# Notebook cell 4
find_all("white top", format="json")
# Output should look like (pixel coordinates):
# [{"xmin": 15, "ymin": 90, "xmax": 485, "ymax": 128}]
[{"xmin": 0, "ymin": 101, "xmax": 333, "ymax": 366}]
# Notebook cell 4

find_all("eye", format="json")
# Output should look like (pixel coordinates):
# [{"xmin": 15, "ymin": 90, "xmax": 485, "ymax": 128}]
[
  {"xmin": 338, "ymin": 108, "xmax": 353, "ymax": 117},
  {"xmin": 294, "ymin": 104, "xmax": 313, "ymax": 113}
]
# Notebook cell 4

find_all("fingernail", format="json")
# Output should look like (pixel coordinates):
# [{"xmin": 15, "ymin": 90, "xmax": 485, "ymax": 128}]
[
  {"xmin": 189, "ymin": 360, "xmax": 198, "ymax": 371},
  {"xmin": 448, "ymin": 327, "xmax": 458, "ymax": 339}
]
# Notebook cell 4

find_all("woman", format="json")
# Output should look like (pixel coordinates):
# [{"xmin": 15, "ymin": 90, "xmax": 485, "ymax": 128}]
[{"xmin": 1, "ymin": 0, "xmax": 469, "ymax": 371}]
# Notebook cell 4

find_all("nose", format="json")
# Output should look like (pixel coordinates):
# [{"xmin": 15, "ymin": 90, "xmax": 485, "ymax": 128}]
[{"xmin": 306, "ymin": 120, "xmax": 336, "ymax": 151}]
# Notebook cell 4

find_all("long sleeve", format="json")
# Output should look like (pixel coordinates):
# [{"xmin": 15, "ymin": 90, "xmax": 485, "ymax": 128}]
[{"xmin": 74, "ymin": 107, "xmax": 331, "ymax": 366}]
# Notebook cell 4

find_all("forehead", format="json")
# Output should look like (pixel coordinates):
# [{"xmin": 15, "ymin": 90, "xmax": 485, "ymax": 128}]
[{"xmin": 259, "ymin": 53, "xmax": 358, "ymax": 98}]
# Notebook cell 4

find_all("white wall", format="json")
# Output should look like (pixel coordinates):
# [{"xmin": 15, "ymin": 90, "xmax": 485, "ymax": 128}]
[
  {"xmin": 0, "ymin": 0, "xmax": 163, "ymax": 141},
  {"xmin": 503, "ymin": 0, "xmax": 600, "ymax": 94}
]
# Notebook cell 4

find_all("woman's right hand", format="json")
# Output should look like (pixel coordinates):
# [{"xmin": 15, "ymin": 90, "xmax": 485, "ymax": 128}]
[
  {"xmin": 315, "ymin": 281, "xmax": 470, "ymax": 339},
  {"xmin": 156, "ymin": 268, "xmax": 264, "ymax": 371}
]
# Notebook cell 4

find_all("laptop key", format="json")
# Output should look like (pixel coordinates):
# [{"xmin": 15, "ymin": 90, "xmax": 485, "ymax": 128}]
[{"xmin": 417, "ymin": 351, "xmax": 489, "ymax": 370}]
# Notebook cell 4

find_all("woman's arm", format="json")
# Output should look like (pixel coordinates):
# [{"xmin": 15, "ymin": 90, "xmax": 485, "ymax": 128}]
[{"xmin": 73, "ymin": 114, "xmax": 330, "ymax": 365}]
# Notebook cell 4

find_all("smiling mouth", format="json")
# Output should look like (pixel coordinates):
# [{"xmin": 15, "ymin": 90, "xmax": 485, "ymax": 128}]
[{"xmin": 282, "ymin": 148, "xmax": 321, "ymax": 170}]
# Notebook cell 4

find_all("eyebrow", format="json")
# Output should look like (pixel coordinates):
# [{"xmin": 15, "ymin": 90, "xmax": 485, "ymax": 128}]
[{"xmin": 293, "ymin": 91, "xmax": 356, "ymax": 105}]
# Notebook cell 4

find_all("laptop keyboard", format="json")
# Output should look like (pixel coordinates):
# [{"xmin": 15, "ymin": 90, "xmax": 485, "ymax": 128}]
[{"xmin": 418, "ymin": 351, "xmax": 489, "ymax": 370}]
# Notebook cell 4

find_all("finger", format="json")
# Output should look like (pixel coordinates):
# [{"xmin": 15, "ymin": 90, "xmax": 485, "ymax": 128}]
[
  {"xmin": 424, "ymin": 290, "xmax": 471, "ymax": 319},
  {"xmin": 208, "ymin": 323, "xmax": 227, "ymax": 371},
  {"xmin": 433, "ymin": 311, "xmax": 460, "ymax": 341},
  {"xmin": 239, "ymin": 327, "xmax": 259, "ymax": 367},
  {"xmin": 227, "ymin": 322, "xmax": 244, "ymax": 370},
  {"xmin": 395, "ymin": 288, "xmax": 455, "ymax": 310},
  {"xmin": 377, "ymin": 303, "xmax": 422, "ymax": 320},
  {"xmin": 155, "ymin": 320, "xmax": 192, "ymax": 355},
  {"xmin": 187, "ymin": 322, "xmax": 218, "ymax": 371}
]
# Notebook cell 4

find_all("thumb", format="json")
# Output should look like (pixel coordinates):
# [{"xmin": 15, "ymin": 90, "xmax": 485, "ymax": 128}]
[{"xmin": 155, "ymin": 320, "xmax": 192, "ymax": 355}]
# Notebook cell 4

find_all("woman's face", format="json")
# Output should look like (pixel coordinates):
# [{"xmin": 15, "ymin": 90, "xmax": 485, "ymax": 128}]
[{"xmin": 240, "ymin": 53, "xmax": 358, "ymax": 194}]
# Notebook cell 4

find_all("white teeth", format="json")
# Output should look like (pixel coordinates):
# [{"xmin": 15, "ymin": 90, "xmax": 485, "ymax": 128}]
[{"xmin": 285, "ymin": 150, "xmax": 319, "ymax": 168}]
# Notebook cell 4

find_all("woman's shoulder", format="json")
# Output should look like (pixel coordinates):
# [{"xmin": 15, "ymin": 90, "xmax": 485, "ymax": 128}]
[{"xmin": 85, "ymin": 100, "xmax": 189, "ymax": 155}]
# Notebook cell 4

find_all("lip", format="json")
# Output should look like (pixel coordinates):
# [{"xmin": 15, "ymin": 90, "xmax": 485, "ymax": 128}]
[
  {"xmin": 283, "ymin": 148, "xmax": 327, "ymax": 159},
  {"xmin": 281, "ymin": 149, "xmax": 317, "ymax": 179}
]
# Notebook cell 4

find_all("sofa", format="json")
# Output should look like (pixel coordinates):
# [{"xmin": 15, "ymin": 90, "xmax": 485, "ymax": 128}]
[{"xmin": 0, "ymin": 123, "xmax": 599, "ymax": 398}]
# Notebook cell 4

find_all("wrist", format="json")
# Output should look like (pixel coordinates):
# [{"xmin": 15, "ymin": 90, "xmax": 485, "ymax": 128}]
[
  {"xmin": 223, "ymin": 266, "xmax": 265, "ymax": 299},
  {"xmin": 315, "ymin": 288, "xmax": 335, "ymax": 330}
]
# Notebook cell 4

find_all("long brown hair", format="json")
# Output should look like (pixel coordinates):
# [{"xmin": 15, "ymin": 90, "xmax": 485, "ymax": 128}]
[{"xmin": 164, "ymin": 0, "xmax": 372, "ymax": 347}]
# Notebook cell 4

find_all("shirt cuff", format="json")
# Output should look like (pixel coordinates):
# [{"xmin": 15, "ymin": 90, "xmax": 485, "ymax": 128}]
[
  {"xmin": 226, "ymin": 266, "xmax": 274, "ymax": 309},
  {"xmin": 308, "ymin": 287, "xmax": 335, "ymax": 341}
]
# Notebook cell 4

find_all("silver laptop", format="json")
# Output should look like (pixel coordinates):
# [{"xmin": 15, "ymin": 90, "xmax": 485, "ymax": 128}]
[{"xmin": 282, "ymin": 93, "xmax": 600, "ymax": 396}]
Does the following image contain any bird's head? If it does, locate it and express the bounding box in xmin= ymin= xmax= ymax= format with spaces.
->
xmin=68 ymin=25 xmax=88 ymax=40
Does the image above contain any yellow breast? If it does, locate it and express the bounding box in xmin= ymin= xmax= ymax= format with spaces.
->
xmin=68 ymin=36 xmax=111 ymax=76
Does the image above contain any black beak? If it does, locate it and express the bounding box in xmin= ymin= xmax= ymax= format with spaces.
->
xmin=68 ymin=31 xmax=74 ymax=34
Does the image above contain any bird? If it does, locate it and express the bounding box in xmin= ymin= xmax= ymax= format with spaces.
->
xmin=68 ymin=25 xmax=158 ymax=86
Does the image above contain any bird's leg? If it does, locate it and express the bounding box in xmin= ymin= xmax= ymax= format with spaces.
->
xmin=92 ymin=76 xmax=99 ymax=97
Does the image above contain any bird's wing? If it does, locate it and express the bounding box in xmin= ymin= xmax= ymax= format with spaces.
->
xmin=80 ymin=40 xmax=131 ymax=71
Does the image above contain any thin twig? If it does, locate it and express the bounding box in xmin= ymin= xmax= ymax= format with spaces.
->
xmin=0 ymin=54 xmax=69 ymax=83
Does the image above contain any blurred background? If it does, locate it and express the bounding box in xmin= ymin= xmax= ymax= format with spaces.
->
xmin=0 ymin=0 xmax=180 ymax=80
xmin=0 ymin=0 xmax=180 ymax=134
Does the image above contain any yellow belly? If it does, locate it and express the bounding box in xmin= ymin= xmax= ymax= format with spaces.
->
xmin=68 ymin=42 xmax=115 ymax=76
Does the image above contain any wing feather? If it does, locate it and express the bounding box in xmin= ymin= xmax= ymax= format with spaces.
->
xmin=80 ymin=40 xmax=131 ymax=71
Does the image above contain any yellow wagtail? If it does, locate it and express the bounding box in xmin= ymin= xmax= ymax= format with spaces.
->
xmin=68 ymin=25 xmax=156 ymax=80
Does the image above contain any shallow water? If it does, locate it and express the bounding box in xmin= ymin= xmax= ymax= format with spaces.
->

__The problem__: Render the lines from the one containing "Does the image above contain any shallow" through the final line above as a JSON list of strings, one string per line, with any blank lines omitted.

__The reply__:
[
  "Does the image above contain any shallow water? If it does, locate it and express the bounding box in xmin= ymin= xmax= ymax= format with spaces.",
  "->"
]